### Exercise aim
Copy every line of the records below that contains the word "rule".

— START —

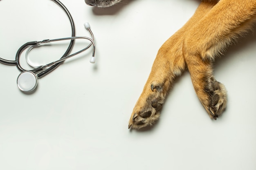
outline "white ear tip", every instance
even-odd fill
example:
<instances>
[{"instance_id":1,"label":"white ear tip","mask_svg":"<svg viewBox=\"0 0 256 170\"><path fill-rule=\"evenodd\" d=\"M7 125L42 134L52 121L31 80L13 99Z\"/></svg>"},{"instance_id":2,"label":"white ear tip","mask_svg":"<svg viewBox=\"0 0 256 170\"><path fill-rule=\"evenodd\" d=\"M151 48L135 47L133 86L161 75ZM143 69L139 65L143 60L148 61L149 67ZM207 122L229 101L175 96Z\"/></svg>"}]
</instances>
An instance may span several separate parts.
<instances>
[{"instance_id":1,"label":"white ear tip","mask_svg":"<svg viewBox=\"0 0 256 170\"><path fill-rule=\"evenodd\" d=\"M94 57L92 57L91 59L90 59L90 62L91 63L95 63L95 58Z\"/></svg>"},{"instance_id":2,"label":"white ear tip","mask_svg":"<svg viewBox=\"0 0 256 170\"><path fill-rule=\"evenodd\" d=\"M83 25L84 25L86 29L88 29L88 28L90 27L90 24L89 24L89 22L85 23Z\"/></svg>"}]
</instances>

— END —
— START —

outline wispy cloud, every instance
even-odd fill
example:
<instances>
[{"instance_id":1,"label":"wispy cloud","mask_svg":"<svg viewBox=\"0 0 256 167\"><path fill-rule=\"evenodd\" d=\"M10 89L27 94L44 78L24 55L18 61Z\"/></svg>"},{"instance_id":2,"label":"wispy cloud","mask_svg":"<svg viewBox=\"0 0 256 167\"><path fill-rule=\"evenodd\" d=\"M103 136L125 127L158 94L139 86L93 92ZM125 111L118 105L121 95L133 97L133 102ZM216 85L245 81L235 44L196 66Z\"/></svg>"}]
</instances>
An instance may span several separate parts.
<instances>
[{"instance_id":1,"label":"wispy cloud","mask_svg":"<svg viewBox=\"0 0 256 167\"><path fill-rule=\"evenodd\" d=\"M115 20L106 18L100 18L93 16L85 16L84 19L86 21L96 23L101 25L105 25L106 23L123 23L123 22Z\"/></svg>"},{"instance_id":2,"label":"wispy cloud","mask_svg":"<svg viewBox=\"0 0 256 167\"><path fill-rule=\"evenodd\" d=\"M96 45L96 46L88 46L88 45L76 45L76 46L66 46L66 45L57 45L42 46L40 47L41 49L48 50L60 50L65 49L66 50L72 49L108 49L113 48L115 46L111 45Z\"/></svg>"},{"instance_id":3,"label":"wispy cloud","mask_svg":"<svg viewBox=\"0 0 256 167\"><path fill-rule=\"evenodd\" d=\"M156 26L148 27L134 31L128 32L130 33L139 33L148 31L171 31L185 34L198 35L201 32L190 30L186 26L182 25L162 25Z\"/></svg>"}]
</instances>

— END —
— START —

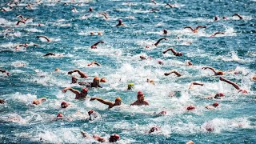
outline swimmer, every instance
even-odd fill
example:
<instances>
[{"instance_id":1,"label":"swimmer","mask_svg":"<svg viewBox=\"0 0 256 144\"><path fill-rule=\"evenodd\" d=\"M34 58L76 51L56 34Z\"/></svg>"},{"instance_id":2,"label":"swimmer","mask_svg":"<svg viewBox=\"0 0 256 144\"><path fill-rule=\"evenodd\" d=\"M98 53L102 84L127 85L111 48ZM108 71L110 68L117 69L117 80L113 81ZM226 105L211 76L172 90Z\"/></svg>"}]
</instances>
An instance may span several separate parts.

— END —

### Output for this exercise
[{"instance_id":1,"label":"white ear tip","mask_svg":"<svg viewBox=\"0 0 256 170\"><path fill-rule=\"evenodd\" d=\"M7 125L42 134L52 121L31 80L13 99Z\"/></svg>"},{"instance_id":2,"label":"white ear tip","mask_svg":"<svg viewBox=\"0 0 256 170\"><path fill-rule=\"evenodd\" d=\"M151 48L135 47L133 86L161 75ZM143 69L139 65L143 60L148 61L149 67ZM207 122L229 101L175 96Z\"/></svg>"}]
[{"instance_id":1,"label":"white ear tip","mask_svg":"<svg viewBox=\"0 0 256 170\"><path fill-rule=\"evenodd\" d=\"M94 57L92 57L91 59L90 59L90 62L91 63L95 63L95 58Z\"/></svg>"},{"instance_id":2,"label":"white ear tip","mask_svg":"<svg viewBox=\"0 0 256 170\"><path fill-rule=\"evenodd\" d=\"M83 25L84 25L86 29L88 29L88 28L90 27L90 24L89 24L89 22L85 23Z\"/></svg>"}]
[{"instance_id":1,"label":"wispy cloud","mask_svg":"<svg viewBox=\"0 0 256 167\"><path fill-rule=\"evenodd\" d=\"M10 89L27 94L44 78L24 55L18 61Z\"/></svg>"},{"instance_id":2,"label":"wispy cloud","mask_svg":"<svg viewBox=\"0 0 256 167\"><path fill-rule=\"evenodd\" d=\"M103 136L125 127L158 94L139 86L93 92ZM125 111L118 105L121 95L133 97L133 102ZM216 85L245 81L235 44L196 66Z\"/></svg>"}]
[{"instance_id":1,"label":"wispy cloud","mask_svg":"<svg viewBox=\"0 0 256 167\"><path fill-rule=\"evenodd\" d=\"M115 20L106 18L100 18L93 16L85 16L84 19L86 21L96 23L101 25L105 25L106 23L123 23L123 22Z\"/></svg>"},{"instance_id":2,"label":"wispy cloud","mask_svg":"<svg viewBox=\"0 0 256 167\"><path fill-rule=\"evenodd\" d=\"M96 45L96 46L88 46L88 45L76 45L76 46L66 46L66 45L57 45L42 46L40 47L41 49L48 50L60 50L65 49L66 50L72 49L108 49L113 48L115 46L111 45Z\"/></svg>"},{"instance_id":3,"label":"wispy cloud","mask_svg":"<svg viewBox=\"0 0 256 167\"><path fill-rule=\"evenodd\" d=\"M156 26L148 27L134 31L128 32L130 33L139 33L148 31L171 31L185 34L198 35L201 32L190 30L186 26L182 25L162 25Z\"/></svg>"}]
[{"instance_id":1,"label":"swimmer","mask_svg":"<svg viewBox=\"0 0 256 144\"><path fill-rule=\"evenodd\" d=\"M34 58L76 51L56 34Z\"/></svg>"},{"instance_id":2,"label":"swimmer","mask_svg":"<svg viewBox=\"0 0 256 144\"><path fill-rule=\"evenodd\" d=\"M98 53L102 84L127 85L111 48ZM108 71L110 68L117 69L117 80L113 81ZM226 105L211 76L172 90Z\"/></svg>"}]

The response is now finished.